DESCRIPTION OF THE TASK: Please update the stretch of the forum excerpt on cup-i products from "It seems like" through "track of signs....)", replacing "sequence operad" with "surjection operad".

SELECTED EXTRACT:
▬▬▬▬▬▬▬▬▬▬

So morally the fact that $Sq^0$ is the identity with prime coefficients has something to do with Fermats little theorem $(x^p-x =0 mod p)$ and it "fails" with $\mathbb{Z/4}$-coefficients as seen in this example.
It seems like one really did not need the sequence operad for that example, but If you would like to compute what happens in bigger degrees it should be useful.
(Also then you would have to keep track of signs....)
A: I'm going to refer to $H$ as the cup-$1$ product.
So when $p = |x|$ is odd and $x$ is a cycle, the boundary formula says
$$d(x \cup_1 x) = 2x^2$$
which is not necessarily zero. In this case, we don't get a cohomology operation unless (e.g.) when $2 = 0$ in $R$, and then the cohomology operation is "mostly like $Sq^{p-1}$".
When $p$ is even, then $d(x \cup_1 x) = 0$ and so we do get a cohomology operation (once we verify that it's well-defined, of course). However, in this case the next product (the cup-2 product) has an identity 
$$
d(x \cup_2 x) = 2 x\cup_1 x.
$$
Here are some consequences.


*

*If 2 is invertible in the ring $R$, then $x \cup_1 x$ is automatically zero in cohomology.

*If $R = \Bbb Z$, then $x \cup_2 x$ is a cochain which reduces, mod 2, to $Sq^{p-2} r(x)$ (the Steenrod square on the mod-2 reduction $r(x)$). However, the integral Bockstein $\beta$ of $Sq^{p-2} r(x)$ is calculated by taking a cocycle representative over $\Bbb Z/2$, lifting it to a cochain representative over $\Bbb Z$, taking the coboundary, and dividing by $2$. This means that $x \cup_1 x$ is a representative for $\beta Sq^{p-2} r(x)$. (Note that if we then mod-2 reduce, we see it become $Sq^1 Sq^{p-2} r(x) = Sq^{p-1} r(x)$ because $p$ is even.)

*If $R = \Bbb Z/4$, I believe that a similar calculation shows that $x \cup_1 x$ is a representative for $\beta' Sq^{p-2} r(x)$ where $r$ is reduction mod $2$ and $\beta'$ is the Bockstein associated to the exact sequence
$$0 \to \Bbb Z/4 \to \Bbb Z/8 \to \Bbb Z/2 \to 0.$$
However, in my time available I can only make this work if $x$ lifts to mod-$8$ cohomology, and so there's possibly a correction factor. EDIT: This computation works, but you need to use a cup-3 product to show that there are no extra correction factors.
More information on the cup-$i$ products is available in the McClure-Smith's paper (http://arxiv.org/abs/math/0106024) referenced in Henrik Rüping's answer, and in Mosher and Tangora's book.

▬▬▬▬▬▬▬▬▬▬

[Stored data]
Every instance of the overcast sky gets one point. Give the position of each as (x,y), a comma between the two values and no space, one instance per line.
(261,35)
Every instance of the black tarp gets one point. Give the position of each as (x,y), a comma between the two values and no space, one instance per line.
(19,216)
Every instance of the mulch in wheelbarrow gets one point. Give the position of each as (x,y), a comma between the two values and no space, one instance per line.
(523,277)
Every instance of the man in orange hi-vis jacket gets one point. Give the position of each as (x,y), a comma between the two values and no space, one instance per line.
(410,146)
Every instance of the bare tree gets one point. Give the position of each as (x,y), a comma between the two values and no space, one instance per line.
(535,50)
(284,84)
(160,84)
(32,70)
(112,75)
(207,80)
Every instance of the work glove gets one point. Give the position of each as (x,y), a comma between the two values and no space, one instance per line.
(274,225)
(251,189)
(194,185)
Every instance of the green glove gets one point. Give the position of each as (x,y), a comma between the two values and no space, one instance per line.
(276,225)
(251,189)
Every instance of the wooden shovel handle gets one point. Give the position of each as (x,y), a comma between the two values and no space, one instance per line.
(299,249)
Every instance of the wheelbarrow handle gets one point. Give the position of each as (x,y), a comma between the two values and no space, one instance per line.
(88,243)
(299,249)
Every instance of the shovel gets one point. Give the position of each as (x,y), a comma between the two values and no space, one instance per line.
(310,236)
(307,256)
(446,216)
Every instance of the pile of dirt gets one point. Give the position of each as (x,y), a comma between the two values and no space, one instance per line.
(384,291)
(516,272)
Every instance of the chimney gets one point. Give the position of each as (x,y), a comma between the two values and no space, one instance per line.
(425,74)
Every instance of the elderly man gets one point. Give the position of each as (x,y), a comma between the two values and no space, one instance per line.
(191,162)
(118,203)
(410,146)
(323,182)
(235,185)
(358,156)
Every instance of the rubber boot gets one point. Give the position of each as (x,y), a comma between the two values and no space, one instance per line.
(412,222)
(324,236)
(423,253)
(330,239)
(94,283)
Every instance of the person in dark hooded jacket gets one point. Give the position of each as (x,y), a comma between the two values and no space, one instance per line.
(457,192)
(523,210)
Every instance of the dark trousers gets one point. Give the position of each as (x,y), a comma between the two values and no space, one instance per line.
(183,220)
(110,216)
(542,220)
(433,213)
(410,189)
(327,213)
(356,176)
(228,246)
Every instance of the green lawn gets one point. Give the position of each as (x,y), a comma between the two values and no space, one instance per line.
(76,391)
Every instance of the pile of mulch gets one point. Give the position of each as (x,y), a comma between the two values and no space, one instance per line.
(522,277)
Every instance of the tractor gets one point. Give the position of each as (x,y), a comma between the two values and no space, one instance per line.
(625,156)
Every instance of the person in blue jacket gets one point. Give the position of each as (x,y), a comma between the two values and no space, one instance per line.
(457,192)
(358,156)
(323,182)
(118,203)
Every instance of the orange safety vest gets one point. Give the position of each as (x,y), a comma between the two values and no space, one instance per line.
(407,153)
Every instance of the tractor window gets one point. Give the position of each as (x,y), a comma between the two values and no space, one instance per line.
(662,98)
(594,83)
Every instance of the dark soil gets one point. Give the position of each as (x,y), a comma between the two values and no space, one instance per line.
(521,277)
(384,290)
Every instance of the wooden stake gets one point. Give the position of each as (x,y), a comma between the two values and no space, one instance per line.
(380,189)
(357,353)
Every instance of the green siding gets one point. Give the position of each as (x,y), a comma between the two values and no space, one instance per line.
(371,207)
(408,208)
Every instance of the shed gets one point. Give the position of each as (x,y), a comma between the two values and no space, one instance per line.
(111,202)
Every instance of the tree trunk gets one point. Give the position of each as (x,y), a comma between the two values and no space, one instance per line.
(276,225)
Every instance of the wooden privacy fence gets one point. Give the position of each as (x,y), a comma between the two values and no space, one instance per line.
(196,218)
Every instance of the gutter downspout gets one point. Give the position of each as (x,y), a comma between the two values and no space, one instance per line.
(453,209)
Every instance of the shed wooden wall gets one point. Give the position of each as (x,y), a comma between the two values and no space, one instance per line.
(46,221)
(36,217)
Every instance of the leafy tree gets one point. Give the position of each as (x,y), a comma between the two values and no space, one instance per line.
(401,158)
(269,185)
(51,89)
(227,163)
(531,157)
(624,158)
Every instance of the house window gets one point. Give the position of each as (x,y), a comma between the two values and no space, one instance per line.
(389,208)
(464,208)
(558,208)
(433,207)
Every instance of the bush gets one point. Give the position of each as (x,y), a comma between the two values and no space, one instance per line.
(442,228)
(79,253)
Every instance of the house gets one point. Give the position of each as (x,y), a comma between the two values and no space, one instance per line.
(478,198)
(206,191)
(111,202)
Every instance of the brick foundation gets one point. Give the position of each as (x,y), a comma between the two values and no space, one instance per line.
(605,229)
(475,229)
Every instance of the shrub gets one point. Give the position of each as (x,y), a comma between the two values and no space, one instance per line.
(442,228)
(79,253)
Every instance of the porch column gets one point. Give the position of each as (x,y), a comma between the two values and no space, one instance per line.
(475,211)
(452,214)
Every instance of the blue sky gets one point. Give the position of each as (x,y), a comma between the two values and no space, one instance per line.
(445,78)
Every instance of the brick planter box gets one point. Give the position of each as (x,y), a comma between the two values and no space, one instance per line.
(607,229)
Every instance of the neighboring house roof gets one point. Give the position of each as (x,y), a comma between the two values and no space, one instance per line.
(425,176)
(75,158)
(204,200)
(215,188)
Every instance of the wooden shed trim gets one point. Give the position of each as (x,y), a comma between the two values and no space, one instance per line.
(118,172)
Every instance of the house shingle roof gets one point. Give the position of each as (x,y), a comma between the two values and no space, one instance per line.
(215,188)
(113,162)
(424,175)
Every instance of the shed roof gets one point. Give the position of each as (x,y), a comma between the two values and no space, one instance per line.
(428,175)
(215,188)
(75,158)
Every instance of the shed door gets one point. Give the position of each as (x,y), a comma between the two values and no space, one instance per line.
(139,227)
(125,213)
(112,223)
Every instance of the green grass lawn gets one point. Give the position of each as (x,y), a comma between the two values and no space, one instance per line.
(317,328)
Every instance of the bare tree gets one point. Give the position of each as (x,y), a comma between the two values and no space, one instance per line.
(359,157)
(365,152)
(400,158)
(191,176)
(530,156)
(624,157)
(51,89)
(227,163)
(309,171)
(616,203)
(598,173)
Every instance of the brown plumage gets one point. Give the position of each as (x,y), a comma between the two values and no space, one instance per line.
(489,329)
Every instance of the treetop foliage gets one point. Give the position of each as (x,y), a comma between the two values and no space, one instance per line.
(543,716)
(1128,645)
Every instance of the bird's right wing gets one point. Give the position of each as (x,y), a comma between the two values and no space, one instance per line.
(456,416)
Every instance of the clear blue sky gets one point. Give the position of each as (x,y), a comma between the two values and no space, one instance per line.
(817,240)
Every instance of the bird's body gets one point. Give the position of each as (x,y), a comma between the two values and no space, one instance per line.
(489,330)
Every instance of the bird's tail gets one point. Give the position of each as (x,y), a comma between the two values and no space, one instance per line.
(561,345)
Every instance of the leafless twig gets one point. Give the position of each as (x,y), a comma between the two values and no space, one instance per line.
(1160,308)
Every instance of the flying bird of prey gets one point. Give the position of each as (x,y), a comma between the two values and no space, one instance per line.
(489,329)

▬▬▬▬▬▬▬▬▬▬

EXERCISE RESULT:
It seems like one really did not need the surjection operad for that example, but If you would like to compute what happens in bigger degrees it should be useful.
(Also then you would have to keep track of signs....)